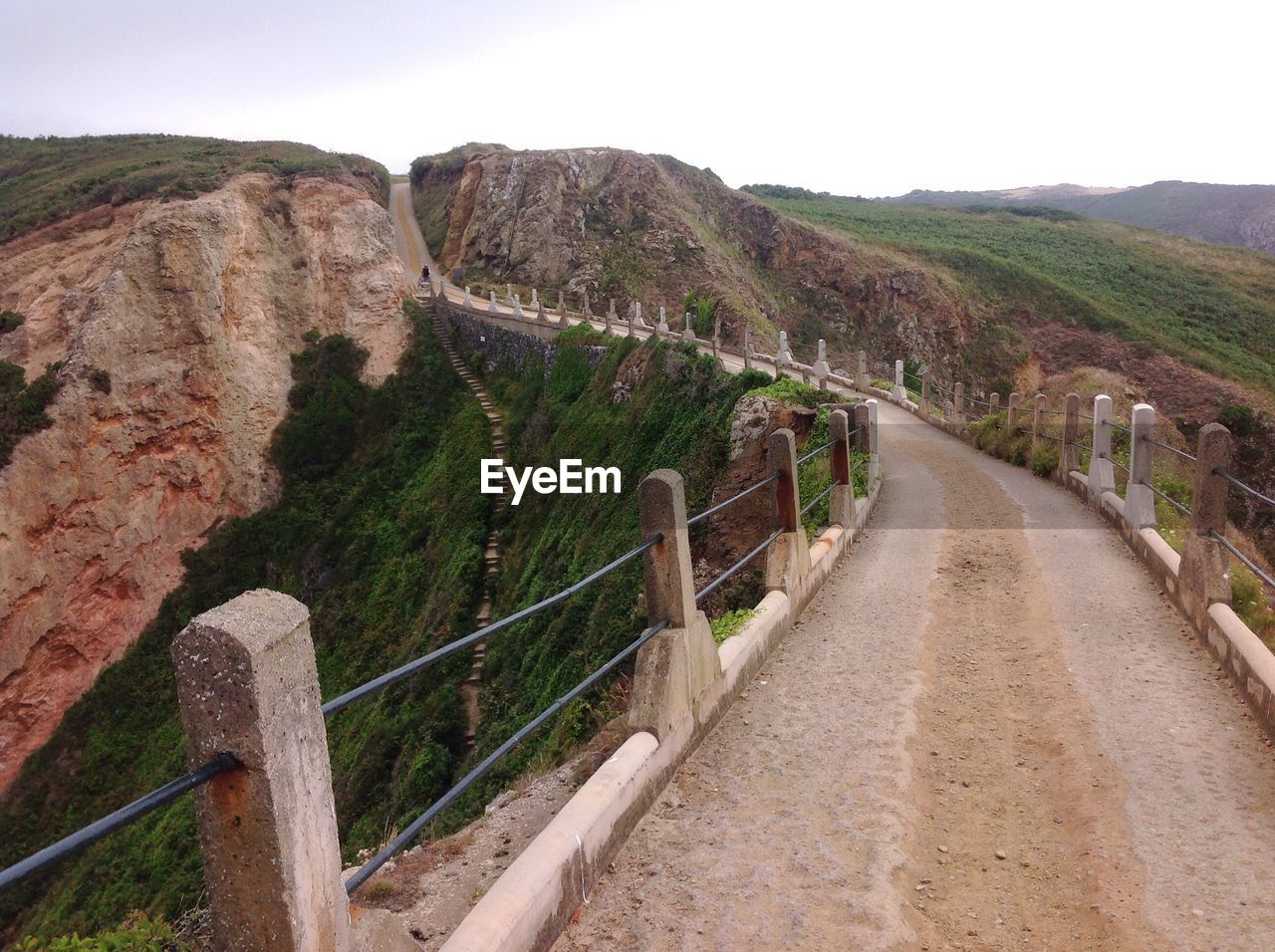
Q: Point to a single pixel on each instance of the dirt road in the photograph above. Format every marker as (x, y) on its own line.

● ● ● ● ●

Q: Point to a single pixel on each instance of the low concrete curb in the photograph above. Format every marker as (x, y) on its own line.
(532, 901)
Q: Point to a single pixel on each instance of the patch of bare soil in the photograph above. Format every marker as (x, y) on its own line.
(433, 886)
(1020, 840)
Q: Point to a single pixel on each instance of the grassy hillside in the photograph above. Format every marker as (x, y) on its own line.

● ● ● ● ●

What is needed
Format the lines of the records above, from the line holding "of the patch" through the line holding "of the grassy", inclusive, as a JSON list of strings with one string per line and any blank lines left out.

Reply to the task
[
  "Q: Point to a single pixel on each instance of the patch of bare soil in the photograph above. Format every marker as (x, y) on its own line.",
  "(433, 886)",
  "(1020, 840)",
  "Q: Point to a single pixel on each instance of the grassy hillside in the photograph above. Format every marker as (x, y) on its own line."
]